TASK GOAL
Extract everything from the start of the entries down to the line that contains "M62 115L46 201L106 200L123 127Z", including both ends, and reproduce those lines unchanged.

Entries from a segmentation dataset
* start *
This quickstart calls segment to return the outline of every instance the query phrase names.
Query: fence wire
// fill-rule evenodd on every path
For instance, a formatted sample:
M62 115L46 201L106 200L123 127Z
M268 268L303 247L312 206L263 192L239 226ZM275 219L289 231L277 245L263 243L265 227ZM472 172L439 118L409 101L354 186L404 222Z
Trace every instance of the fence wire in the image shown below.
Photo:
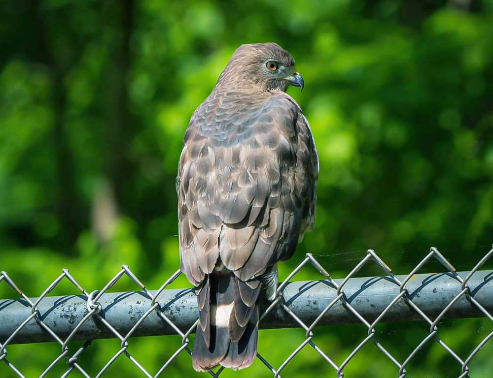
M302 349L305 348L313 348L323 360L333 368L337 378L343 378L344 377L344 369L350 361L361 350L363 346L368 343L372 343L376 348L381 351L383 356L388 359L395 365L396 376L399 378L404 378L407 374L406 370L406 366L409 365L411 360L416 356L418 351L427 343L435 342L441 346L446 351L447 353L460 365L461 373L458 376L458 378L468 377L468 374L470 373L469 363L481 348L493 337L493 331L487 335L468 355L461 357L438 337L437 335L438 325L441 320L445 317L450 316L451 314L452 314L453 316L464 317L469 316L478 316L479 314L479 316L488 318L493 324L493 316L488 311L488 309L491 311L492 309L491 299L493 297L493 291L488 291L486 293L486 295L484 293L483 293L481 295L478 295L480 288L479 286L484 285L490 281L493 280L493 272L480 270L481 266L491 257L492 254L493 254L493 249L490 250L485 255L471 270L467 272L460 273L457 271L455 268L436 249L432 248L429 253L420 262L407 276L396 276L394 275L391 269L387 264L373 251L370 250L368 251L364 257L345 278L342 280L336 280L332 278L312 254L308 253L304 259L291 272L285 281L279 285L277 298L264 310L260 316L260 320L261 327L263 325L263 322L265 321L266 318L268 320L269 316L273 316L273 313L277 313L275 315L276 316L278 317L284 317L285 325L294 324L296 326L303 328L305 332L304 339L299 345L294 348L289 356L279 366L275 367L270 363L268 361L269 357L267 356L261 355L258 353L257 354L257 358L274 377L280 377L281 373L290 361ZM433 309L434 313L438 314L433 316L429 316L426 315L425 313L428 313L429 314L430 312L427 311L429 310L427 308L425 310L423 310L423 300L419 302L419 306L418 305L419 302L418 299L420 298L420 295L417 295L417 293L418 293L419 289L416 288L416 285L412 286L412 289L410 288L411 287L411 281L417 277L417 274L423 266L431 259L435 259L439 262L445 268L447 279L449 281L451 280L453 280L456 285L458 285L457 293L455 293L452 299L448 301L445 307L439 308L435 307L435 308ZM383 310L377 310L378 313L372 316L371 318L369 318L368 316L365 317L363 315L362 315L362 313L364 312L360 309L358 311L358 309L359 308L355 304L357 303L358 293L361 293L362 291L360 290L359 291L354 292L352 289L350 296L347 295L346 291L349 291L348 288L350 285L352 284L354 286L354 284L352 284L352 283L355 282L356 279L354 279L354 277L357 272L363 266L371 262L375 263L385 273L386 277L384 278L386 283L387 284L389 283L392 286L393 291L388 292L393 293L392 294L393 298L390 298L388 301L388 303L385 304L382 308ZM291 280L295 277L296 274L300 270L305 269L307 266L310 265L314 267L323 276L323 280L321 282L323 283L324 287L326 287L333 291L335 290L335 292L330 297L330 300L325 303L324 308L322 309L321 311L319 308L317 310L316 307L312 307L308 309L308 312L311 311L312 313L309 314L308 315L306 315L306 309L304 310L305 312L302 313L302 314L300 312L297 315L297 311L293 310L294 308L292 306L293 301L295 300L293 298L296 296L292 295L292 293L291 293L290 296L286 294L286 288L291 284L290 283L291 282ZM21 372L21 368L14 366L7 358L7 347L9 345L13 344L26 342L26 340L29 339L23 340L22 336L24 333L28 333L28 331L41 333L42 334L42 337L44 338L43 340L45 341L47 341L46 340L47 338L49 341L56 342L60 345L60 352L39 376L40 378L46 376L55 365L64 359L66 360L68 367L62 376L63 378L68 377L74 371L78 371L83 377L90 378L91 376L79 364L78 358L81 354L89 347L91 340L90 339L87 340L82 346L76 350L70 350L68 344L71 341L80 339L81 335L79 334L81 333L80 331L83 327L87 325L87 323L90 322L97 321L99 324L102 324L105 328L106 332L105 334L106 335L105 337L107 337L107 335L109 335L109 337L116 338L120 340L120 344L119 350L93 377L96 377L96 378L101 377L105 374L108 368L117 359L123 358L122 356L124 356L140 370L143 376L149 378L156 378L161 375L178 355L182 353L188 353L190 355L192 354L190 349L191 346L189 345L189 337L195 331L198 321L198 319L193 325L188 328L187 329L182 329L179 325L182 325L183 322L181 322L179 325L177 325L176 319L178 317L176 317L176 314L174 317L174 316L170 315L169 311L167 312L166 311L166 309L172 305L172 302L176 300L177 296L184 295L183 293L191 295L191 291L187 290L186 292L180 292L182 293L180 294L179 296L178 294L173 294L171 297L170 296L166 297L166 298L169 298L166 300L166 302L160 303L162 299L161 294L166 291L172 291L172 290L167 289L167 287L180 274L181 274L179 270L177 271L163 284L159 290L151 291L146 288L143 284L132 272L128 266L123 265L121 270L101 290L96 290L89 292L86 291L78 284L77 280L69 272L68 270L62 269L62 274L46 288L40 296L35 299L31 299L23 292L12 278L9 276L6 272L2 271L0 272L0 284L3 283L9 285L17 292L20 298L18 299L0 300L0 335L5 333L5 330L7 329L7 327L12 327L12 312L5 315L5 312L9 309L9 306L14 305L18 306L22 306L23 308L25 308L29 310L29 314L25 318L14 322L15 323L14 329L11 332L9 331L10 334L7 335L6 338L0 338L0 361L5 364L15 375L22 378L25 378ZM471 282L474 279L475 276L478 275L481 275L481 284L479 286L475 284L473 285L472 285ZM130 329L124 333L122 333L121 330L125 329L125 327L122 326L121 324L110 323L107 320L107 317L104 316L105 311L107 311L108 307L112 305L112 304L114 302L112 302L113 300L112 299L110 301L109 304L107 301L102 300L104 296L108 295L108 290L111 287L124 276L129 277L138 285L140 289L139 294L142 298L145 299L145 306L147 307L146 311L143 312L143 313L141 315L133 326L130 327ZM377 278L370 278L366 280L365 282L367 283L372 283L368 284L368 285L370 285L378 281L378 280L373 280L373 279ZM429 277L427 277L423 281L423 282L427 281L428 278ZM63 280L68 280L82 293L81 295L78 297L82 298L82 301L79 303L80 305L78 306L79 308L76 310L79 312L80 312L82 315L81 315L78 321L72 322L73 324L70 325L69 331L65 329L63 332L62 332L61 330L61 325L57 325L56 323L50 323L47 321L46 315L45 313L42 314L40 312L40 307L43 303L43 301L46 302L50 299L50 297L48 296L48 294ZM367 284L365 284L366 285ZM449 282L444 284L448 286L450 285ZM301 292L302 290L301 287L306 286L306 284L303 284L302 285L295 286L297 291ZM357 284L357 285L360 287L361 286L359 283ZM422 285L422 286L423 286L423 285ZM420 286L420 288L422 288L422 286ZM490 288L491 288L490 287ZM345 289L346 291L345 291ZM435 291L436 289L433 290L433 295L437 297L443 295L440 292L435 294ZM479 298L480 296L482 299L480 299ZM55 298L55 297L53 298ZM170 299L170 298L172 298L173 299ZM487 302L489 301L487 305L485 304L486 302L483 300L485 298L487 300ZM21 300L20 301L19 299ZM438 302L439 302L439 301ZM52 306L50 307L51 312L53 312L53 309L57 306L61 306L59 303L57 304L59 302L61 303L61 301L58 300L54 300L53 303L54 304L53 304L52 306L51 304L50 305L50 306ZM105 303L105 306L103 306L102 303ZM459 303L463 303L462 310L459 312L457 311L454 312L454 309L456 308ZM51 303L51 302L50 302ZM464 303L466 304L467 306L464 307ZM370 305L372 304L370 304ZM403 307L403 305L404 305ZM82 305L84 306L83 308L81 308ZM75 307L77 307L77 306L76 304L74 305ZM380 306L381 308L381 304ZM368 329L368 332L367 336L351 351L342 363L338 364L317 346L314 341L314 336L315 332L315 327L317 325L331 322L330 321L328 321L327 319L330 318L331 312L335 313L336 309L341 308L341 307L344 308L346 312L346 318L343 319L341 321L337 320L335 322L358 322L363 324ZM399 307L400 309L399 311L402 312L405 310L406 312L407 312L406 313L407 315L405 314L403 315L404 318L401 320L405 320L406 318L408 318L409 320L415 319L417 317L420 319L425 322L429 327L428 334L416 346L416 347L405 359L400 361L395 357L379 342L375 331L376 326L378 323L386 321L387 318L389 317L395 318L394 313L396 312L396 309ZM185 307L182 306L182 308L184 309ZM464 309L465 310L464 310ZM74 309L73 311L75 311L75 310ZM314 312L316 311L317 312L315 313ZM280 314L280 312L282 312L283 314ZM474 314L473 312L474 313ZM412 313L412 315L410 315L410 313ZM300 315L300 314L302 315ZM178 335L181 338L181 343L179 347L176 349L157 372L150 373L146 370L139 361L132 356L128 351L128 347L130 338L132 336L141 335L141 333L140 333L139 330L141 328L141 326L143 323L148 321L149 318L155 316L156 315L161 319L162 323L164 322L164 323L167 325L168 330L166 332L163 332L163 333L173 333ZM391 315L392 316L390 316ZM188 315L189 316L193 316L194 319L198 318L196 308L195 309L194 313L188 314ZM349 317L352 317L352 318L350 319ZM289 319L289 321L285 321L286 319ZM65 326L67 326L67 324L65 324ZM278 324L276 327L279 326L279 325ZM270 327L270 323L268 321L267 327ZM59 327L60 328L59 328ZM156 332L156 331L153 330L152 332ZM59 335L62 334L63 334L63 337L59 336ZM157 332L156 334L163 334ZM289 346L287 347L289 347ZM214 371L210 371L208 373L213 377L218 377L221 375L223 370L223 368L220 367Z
* end *
WRITTEN SOLUTION
This quickstart calls segment to return the outline of every instance the query phrase names.
Query: fence wire
// fill-rule evenodd on every path
For instance, a formatted sample:
M62 115L46 201L106 200L123 127Z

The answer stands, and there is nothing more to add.